▶ _Records_
=-=-=
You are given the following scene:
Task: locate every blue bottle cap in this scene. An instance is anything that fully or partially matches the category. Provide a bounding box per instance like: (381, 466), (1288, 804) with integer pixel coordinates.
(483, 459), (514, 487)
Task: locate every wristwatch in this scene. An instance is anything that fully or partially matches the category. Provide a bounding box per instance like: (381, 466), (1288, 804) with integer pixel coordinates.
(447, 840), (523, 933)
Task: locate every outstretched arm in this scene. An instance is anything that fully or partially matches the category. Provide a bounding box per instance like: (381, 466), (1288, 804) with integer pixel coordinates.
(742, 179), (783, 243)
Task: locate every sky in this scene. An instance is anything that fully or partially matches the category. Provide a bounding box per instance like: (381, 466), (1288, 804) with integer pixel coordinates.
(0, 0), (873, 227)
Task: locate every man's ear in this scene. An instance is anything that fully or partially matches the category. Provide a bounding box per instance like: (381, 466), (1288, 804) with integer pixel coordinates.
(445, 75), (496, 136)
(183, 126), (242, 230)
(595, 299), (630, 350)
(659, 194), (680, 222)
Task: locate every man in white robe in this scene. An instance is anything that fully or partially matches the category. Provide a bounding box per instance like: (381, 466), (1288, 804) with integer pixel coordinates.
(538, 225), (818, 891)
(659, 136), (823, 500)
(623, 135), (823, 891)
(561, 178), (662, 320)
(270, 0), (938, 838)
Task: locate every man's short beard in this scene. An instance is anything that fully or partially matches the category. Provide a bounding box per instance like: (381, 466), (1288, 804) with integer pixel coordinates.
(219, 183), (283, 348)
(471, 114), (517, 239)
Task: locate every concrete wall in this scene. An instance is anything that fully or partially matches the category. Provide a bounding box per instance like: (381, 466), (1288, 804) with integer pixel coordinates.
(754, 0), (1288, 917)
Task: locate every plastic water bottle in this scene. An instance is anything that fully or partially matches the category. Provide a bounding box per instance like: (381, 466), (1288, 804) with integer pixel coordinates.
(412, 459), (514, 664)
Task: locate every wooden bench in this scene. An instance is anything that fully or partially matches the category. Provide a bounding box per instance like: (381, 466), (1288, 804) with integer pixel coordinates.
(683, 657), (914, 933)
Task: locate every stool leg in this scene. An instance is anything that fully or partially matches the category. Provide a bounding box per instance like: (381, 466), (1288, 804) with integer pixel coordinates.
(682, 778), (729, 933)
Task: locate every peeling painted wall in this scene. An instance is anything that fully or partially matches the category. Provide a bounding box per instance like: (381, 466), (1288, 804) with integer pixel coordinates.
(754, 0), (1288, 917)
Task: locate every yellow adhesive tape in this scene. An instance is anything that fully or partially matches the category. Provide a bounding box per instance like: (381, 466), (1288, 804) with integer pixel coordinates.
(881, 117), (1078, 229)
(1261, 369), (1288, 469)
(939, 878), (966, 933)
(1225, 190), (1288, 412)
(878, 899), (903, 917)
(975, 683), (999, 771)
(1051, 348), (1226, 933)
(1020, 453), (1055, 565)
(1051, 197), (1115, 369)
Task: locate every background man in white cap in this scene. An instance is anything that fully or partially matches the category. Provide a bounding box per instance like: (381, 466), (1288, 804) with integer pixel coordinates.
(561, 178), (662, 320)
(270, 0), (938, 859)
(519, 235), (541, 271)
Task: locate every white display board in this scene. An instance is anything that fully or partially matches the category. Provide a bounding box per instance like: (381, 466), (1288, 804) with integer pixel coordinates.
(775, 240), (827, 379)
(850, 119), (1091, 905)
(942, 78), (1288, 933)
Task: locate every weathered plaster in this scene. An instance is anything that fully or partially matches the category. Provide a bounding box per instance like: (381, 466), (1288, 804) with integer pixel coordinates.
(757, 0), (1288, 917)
=-=-=
▶ _EXERCISE REQUIREMENTS_
Render every line of the rows above as a Markdown table with two columns, "No." and "Text", numbering the lines in order. Leave out any blank lines.

▶ _THE RESPONSE_
| No. | Text |
|---|---|
| 1 | You are given the following scene: |
| 2 | Task: locate every blue bottle cap in this scene. An instance is anything that fully or partially matches the category. Provide a bounding box per instance like: (381, 466), (1288, 804) with integer pixel coordinates. |
| 3 | (483, 459), (514, 487) |
| 4 | Task: locate every wristwatch in this scene. An instance is anything that fully or partially matches the category. Provide a bounding box per instance like: (381, 466), (1288, 804) with integer pixel coordinates. |
| 5 | (447, 840), (523, 933) |
| 6 | Task: locate every outstretched arm in this scene. An instance is anything that fully or partially matches the category. Provide a bounding box per instance like: (381, 466), (1288, 804) with integer pixel coordinates. |
| 7 | (742, 179), (783, 243) |
| 8 | Task: locate every sky in this scene. An instance is anything that fully or partially matches the category. Provide a bounding box per instance like: (381, 466), (1288, 804) with integer pixel coordinates. |
| 9 | (0, 0), (873, 227) |
| 10 | Task: locate every man's ear in this scene. An instance is anything that fully or partially matches the category. Provide a bounding box per instance like: (381, 466), (1288, 804) with integer pixel coordinates. |
| 11 | (445, 75), (496, 136) |
| 12 | (183, 126), (242, 230) |
| 13 | (595, 299), (630, 350) |
| 14 | (659, 194), (680, 222) |
| 15 | Task: locate every man in white robe in this scene. An instance is anything that fully or partially matches the category. Provide a bounding box per instance like: (381, 466), (1288, 804) with integer pixel coordinates. |
| 16 | (538, 225), (818, 891) |
| 17 | (659, 136), (823, 500) |
| 18 | (623, 135), (823, 891) |
| 19 | (561, 178), (662, 320) |
| 20 | (270, 0), (938, 838) |
| 21 | Task: locate every man's short beard in this scene. An instance is anything that fully or partially matches the category. Provide a bounding box per instance like: (381, 466), (1288, 804) with integer pixel coordinates. |
| 22 | (219, 183), (283, 348) |
| 23 | (471, 114), (517, 239) |
| 24 | Task: locate every concrete wall in this scene. An instance is anything that fully or partially matches the category. Provide a bounding box per instance like: (381, 466), (1288, 804) with integer pixel coordinates. |
| 25 | (754, 0), (1288, 917) |
| 26 | Task: locate every plastic water bottle in this scene. An instance is anything that fully or partially matches the category. Provide a bounding box per instance like: (381, 466), (1288, 804) with integer pixel coordinates. |
| 27 | (412, 459), (514, 664) |
| 28 | Task: locate every wooden bench in this scene. An instance is anything that fully or partially matches the category. Provide a bounding box per instance like: (381, 466), (1288, 804) with integer pixel coordinates. |
| 29 | (683, 657), (914, 933) |
| 30 | Task: locate every stool leg in this scene. An instance is anything that fully or partially matches the category. Provide a bounding box per instance like: (381, 466), (1288, 804) with integer pixel coordinates. |
| 31 | (682, 778), (729, 933) |
| 32 | Task: locate every peeling painted wall in this scene. An instance is anything that fully or partially matches the category. Provide a bounding box per instance like: (381, 466), (1288, 804) with integer pixel coordinates. |
| 33 | (754, 0), (1288, 917) |
| 34 | Task: locate every yellow adhesive tape in this scene. An instance is anything that fully or partially matches the category. Provide a bounding box per instance like: (381, 466), (1288, 804) with integer pixel coordinates. |
| 35 | (881, 117), (1078, 229) |
| 36 | (1261, 369), (1288, 469) |
| 37 | (939, 878), (966, 933) |
| 38 | (1225, 190), (1288, 412) |
| 39 | (878, 899), (903, 917) |
| 40 | (975, 683), (999, 771) |
| 41 | (1051, 348), (1226, 933) |
| 42 | (1020, 453), (1055, 565) |
| 43 | (1051, 197), (1115, 369) |
| 44 | Task: locate every background man in white cap in this scene. An instance is anything that fully or partially matches the category. Provide a bounding box per instance like: (381, 466), (1288, 804) with integer pixel coordinates. |
| 45 | (561, 178), (662, 320) |
| 46 | (270, 0), (938, 859) |
| 47 | (519, 235), (541, 271) |
| 48 | Task: locate every white display board in this scene. An instance is anything that fully or partially matches the category. Provide a bounding box per instance like: (381, 466), (1288, 804) with integer pixel coordinates. |
| 49 | (775, 240), (827, 379) |
| 50 | (850, 119), (1091, 905) |
| 51 | (942, 78), (1288, 933) |
| 52 | Task: locate every weathered plaster in this scene. An instance is anything that fully or partially matches the category. Provide a bounding box per instance like: (381, 466), (1288, 804) with integer pixel coordinates. |
| 53 | (757, 0), (1288, 917) |